**Exercise details**
Count how many lines in the entries below contain the word "island", and reply with that number alone.

**Supplied information**
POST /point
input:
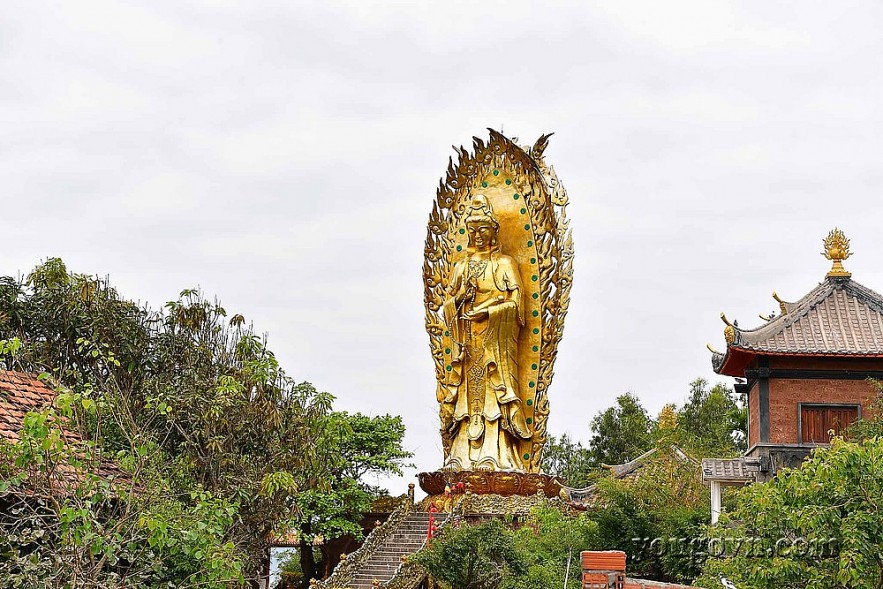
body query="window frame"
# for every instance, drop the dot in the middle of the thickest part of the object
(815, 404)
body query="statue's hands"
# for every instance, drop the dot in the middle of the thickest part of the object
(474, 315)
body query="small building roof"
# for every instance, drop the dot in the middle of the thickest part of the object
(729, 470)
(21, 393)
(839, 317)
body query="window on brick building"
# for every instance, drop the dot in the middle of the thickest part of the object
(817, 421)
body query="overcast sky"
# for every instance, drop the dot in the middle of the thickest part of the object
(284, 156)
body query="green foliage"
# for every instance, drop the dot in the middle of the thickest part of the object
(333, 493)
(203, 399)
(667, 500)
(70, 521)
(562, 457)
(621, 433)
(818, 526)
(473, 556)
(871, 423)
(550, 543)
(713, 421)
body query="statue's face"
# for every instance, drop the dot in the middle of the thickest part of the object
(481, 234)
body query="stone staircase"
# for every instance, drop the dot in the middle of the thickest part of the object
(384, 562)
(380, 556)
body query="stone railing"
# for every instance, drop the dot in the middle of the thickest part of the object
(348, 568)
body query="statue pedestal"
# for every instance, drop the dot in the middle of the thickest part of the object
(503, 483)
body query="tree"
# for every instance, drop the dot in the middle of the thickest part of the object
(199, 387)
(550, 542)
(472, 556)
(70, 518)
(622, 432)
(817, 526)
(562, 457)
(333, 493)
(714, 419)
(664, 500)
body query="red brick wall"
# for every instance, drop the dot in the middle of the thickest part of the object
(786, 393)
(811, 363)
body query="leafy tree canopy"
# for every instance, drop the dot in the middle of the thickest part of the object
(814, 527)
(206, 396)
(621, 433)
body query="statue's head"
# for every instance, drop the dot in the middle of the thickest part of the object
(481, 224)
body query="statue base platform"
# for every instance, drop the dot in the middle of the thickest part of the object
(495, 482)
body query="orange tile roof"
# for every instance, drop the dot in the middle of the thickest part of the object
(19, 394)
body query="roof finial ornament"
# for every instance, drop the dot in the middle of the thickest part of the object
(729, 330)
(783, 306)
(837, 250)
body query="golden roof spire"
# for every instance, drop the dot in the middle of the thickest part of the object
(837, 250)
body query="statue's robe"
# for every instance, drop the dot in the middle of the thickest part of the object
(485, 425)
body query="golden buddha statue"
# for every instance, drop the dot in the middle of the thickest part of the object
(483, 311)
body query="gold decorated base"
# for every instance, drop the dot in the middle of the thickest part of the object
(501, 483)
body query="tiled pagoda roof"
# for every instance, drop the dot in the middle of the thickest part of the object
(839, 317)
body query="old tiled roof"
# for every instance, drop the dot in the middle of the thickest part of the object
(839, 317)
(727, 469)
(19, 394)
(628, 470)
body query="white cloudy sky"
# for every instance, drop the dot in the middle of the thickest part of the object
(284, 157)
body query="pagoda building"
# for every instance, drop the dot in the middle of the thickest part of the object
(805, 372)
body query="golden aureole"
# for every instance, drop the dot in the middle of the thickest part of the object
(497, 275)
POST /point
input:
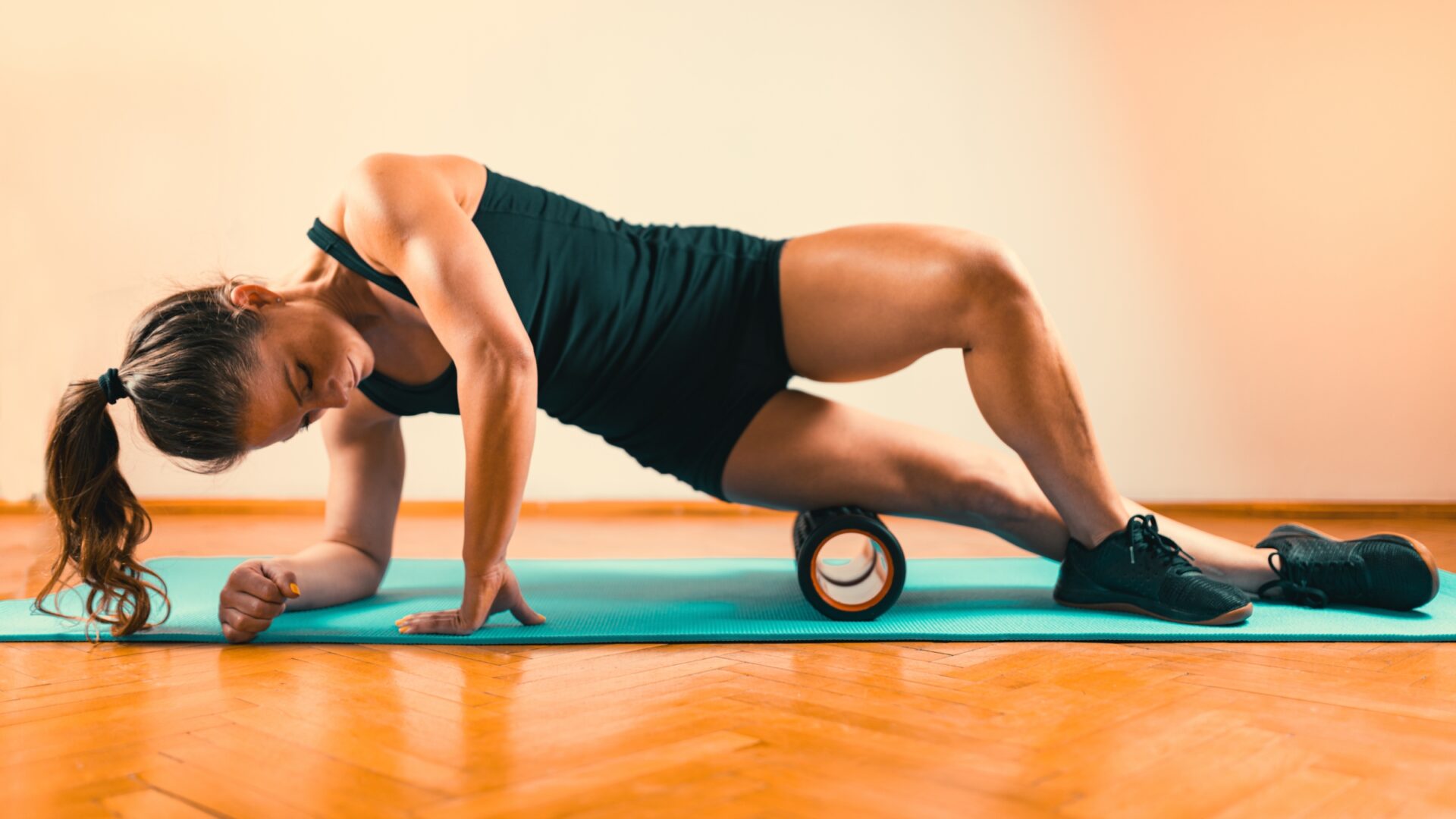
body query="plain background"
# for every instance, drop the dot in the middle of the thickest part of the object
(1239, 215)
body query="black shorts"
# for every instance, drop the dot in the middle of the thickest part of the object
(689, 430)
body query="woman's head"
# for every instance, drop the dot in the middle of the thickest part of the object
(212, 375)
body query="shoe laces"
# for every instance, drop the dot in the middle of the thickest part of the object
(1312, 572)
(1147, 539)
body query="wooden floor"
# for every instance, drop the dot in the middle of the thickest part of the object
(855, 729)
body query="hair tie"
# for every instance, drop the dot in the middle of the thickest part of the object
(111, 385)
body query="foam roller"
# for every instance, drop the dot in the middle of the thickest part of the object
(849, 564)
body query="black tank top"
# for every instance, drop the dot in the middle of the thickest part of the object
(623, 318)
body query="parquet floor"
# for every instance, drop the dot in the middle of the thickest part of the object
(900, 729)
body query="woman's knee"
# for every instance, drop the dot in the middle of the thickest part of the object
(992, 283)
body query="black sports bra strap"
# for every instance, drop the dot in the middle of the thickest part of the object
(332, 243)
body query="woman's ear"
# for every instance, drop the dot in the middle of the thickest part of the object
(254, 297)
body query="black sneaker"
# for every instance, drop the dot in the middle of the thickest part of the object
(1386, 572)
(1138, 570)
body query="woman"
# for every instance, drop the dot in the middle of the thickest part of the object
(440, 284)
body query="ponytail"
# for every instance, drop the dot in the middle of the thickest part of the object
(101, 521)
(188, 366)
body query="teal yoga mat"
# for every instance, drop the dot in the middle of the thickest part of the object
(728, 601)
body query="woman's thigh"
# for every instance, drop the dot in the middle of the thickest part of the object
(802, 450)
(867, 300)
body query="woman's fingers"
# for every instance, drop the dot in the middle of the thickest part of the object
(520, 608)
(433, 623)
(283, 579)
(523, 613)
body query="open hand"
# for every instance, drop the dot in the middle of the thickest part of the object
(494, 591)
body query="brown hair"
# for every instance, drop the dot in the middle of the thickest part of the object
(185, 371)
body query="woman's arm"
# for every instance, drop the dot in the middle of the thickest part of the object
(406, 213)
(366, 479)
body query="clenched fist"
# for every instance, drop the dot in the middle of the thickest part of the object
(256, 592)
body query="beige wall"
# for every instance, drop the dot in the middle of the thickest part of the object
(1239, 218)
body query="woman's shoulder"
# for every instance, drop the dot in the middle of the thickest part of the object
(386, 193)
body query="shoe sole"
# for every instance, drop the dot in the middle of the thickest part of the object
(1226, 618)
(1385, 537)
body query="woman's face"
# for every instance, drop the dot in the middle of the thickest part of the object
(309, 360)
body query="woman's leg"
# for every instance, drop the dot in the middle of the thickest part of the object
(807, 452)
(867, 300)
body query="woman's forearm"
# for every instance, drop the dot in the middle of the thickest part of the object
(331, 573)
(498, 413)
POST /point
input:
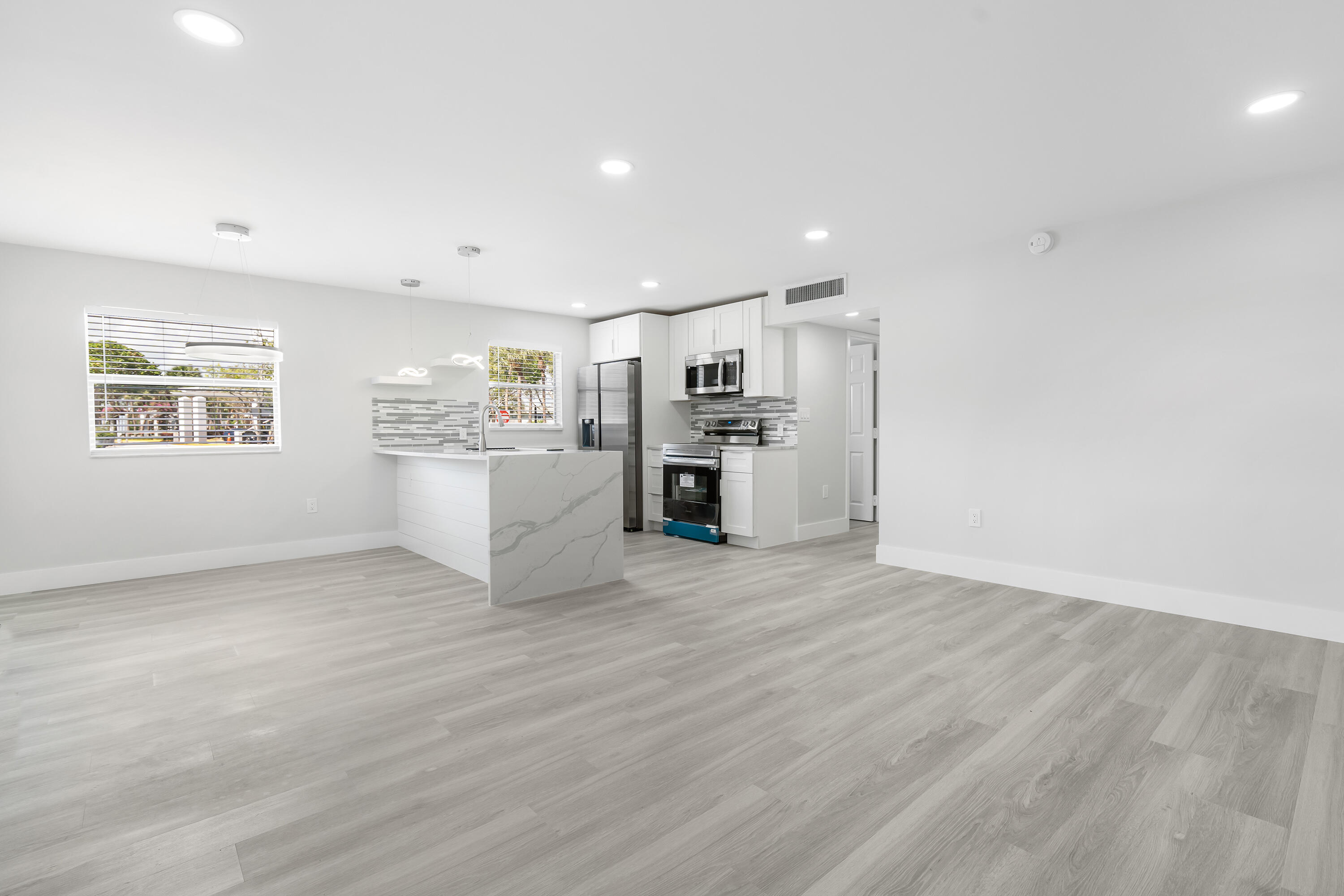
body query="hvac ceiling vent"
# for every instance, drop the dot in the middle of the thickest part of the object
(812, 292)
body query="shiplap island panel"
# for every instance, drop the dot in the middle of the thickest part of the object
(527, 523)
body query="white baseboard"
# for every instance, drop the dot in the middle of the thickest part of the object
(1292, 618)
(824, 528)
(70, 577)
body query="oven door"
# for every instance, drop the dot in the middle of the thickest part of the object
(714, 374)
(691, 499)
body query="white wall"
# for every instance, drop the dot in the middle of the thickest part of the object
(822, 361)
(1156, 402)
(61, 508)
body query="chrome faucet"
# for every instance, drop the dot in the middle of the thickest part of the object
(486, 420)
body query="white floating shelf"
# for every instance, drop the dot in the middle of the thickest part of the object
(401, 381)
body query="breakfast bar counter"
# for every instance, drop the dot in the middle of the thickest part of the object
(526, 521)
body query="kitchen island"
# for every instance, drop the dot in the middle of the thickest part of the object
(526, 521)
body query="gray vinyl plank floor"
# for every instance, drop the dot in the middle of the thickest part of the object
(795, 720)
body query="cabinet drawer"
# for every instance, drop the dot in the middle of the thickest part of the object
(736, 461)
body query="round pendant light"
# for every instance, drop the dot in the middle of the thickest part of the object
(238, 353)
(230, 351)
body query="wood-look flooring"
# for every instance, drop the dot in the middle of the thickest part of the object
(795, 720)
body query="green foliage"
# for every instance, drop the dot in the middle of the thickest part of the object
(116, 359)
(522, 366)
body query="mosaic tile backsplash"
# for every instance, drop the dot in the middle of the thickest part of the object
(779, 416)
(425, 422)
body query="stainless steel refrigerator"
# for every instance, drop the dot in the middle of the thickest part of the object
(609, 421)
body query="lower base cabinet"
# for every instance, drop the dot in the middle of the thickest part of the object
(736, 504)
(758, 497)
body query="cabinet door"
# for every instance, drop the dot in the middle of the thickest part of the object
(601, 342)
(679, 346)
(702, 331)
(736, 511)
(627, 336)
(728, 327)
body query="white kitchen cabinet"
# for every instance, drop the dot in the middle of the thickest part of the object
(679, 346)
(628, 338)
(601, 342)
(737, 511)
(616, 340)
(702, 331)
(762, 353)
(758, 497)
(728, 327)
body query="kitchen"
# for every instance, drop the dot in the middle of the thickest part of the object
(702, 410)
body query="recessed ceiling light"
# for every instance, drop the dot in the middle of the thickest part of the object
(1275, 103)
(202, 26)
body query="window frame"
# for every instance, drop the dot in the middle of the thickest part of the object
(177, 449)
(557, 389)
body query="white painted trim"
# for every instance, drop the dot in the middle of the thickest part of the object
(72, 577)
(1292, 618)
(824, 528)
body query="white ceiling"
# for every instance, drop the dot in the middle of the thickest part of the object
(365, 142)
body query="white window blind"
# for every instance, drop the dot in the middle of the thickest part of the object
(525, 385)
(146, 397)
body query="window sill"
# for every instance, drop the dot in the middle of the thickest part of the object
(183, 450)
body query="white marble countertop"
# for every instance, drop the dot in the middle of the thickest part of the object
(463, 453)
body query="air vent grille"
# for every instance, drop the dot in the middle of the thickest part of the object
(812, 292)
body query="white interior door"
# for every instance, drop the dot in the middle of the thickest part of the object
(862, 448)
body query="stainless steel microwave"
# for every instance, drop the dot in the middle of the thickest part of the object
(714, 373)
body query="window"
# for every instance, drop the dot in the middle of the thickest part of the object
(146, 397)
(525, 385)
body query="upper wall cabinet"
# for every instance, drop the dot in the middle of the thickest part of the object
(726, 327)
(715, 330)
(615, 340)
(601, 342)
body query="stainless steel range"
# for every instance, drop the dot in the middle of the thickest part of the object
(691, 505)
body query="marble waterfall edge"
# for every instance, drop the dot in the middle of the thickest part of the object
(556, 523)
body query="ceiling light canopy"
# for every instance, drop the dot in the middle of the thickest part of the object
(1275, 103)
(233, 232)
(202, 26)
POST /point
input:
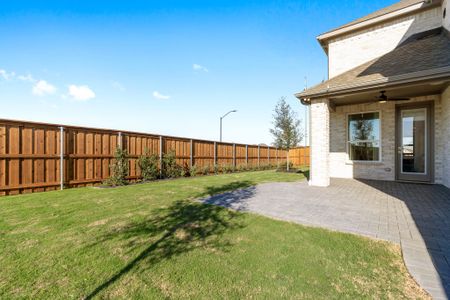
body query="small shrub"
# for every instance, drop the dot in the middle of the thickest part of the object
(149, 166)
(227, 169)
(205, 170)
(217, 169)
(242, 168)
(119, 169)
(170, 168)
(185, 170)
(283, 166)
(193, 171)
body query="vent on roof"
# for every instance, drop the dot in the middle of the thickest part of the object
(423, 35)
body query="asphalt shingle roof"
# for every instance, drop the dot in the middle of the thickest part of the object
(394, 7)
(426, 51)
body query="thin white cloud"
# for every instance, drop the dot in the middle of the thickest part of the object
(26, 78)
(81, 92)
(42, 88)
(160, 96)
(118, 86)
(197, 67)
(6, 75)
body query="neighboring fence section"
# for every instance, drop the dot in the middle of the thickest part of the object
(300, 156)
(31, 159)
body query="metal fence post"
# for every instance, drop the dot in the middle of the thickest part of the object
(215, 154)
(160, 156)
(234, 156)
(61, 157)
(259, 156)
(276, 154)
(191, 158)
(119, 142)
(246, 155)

**Response below**
2